*Task prompt:* Rewrite the lines below with "unopened flower bud" replaced by "closed flower bud" wherever it occurs, leaving everything else unchanged.

......

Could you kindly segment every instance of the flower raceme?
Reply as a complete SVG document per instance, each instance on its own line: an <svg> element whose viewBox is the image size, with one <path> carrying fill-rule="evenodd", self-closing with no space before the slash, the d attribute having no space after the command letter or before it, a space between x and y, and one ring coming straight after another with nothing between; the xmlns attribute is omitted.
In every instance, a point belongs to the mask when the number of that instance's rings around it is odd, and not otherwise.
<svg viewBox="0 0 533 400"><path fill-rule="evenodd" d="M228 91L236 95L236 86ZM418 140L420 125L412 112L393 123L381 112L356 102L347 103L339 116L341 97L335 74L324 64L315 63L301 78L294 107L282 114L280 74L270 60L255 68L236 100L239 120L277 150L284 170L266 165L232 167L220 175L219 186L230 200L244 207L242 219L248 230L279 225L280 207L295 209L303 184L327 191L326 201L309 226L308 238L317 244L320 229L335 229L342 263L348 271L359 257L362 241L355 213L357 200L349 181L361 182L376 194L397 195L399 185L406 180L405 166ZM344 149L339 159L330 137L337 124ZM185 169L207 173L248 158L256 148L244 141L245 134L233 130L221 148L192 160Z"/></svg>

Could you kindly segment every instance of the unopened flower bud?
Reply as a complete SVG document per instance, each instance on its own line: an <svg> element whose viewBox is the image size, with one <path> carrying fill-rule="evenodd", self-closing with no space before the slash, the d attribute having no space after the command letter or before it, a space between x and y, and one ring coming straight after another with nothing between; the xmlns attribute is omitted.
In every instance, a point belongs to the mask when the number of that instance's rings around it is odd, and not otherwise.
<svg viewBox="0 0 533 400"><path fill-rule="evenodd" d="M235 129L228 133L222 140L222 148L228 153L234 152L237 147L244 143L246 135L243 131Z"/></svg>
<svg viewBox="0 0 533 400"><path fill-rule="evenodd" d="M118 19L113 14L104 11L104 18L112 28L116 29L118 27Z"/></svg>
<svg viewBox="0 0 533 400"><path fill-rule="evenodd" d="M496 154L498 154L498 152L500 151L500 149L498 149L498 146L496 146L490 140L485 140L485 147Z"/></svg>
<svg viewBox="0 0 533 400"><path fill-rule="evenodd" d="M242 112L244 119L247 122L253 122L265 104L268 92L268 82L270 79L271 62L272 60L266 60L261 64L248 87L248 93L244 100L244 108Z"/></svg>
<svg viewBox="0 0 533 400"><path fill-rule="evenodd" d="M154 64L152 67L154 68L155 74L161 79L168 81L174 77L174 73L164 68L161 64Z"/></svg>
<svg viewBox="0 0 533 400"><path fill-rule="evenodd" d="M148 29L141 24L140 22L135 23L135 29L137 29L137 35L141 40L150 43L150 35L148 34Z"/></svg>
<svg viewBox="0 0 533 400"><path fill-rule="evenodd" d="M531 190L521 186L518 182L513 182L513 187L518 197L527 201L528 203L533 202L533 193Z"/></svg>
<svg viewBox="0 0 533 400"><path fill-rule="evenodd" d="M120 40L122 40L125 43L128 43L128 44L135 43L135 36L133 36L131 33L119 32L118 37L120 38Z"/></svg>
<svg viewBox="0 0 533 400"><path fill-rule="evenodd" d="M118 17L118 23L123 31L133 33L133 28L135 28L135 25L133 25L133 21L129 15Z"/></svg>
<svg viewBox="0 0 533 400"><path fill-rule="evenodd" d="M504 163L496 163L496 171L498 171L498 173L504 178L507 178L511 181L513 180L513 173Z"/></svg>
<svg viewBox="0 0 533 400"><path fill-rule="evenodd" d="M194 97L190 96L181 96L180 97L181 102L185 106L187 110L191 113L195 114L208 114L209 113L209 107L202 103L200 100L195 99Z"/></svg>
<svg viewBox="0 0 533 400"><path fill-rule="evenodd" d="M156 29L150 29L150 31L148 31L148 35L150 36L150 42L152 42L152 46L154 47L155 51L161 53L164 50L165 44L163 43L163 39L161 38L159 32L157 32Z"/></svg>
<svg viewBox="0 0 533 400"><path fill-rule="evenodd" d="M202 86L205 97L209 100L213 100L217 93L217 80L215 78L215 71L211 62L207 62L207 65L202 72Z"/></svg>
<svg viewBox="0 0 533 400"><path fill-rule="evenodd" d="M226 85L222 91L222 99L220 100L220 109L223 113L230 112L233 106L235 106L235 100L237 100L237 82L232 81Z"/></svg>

......

*Final result:*
Could you kindly segment every instance of the flower raceme?
Reply as a complete SVG document per instance, each instance on its own line: an <svg> element whose viewBox is the image size, with one <path> carrying fill-rule="evenodd", self-closing with no space before the slash, the d attribute having no space after the command letter or before it, a space between x and y, and one ring coming straight after another with nothing between; the xmlns attribute is omitted.
In every instance, a point belongs to the mask when the number of that instance's rings around it is odd, and not otherwise.
<svg viewBox="0 0 533 400"><path fill-rule="evenodd" d="M228 91L236 95L236 86ZM418 140L420 125L412 112L393 123L381 112L356 102L347 103L339 116L341 97L335 74L324 64L315 63L301 78L294 107L282 114L280 74L270 60L255 68L236 100L239 120L277 150L284 170L266 165L232 167L220 175L219 186L230 200L244 207L242 219L248 230L279 225L280 207L295 209L303 184L327 191L326 201L309 226L308 238L317 244L320 229L335 229L342 263L348 271L359 257L362 241L355 213L357 200L349 181L361 182L376 194L397 195L399 185L406 180L405 166ZM344 149L339 159L330 137L337 124ZM185 169L207 173L248 158L256 148L244 141L245 134L233 130L221 148L192 160Z"/></svg>

Could you kindly segment every instance of the closed flower bud?
Reply as a complete SVG document per instance, each instance on its own line: an <svg> element whose viewBox is the image size, with one <path> carrying fill-rule="evenodd", self-closing with no space before the slash, the d attribute having no space after the command letter or before it, a space between x and y, and one ring coming straight after another with nothing between; the xmlns attribute is omitted.
In every instance, a point belongs to the mask when the number of that instance's rings around it is odd, and not otherwise.
<svg viewBox="0 0 533 400"><path fill-rule="evenodd" d="M235 129L228 133L222 140L222 148L228 153L234 152L237 147L244 143L246 135L243 131Z"/></svg>
<svg viewBox="0 0 533 400"><path fill-rule="evenodd" d="M118 19L113 14L104 11L104 18L112 28L116 29L118 27Z"/></svg>
<svg viewBox="0 0 533 400"><path fill-rule="evenodd" d="M496 154L498 154L498 152L500 151L500 149L498 149L498 146L496 146L490 140L485 140L485 147Z"/></svg>
<svg viewBox="0 0 533 400"><path fill-rule="evenodd" d="M242 112L244 119L247 122L253 122L265 104L268 92L268 82L270 79L271 62L272 60L266 60L261 64L248 87L248 93L244 100L244 108Z"/></svg>
<svg viewBox="0 0 533 400"><path fill-rule="evenodd" d="M154 64L152 67L154 68L155 74L161 79L168 81L174 77L174 73L164 68L161 64Z"/></svg>
<svg viewBox="0 0 533 400"><path fill-rule="evenodd" d="M148 29L141 24L140 22L135 23L135 29L137 29L137 35L141 40L150 43L150 35L148 34Z"/></svg>
<svg viewBox="0 0 533 400"><path fill-rule="evenodd" d="M531 190L521 186L518 182L513 182L513 187L518 197L527 201L528 203L533 202L533 193Z"/></svg>
<svg viewBox="0 0 533 400"><path fill-rule="evenodd" d="M120 40L122 40L125 43L128 43L128 44L135 43L135 36L133 36L131 33L119 32L118 37L120 38Z"/></svg>
<svg viewBox="0 0 533 400"><path fill-rule="evenodd" d="M118 17L118 23L123 31L133 33L133 28L135 28L135 25L133 25L133 21L129 15Z"/></svg>
<svg viewBox="0 0 533 400"><path fill-rule="evenodd" d="M504 163L496 163L496 171L498 171L498 173L504 178L507 178L511 181L513 180L513 173Z"/></svg>
<svg viewBox="0 0 533 400"><path fill-rule="evenodd" d="M194 97L190 96L181 96L180 97L181 102L185 106L187 110L191 113L195 114L208 114L209 113L209 107L202 103L200 100L195 99Z"/></svg>
<svg viewBox="0 0 533 400"><path fill-rule="evenodd" d="M156 29L150 29L150 31L148 31L148 35L150 36L150 42L152 42L152 46L154 47L155 51L161 53L164 50L165 44L163 43L163 39L161 38L159 32L157 32Z"/></svg>
<svg viewBox="0 0 533 400"><path fill-rule="evenodd" d="M202 86L205 97L209 100L213 100L217 93L217 80L215 78L215 71L211 62L207 62L207 65L202 72Z"/></svg>
<svg viewBox="0 0 533 400"><path fill-rule="evenodd" d="M226 85L222 91L222 99L220 100L220 109L223 113L230 112L233 106L235 106L235 100L237 100L237 82L232 81Z"/></svg>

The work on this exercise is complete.